**** DATA SUPPLIED
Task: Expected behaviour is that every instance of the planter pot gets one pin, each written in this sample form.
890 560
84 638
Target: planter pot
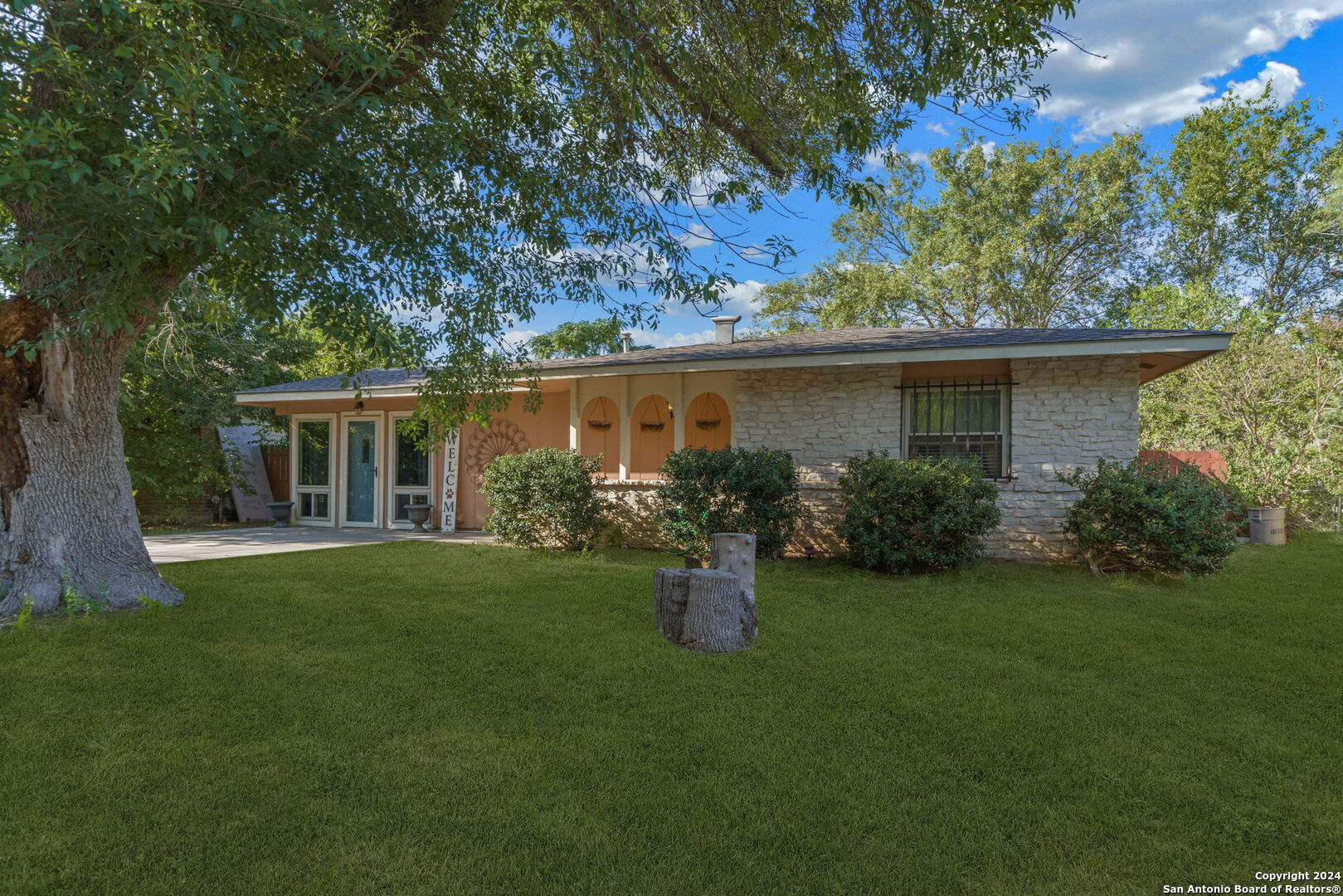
1268 525
280 512
418 514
********
AIM OF THE TASK:
Reproduce the entries above exactly as they appear, leaving out the pictures.

WORKED SOLUTION:
Task: Expected behaviour is that every instance of the planter pot gets one pin, each written in this sample form.
890 560
84 638
Target: planter pot
1268 525
280 512
418 514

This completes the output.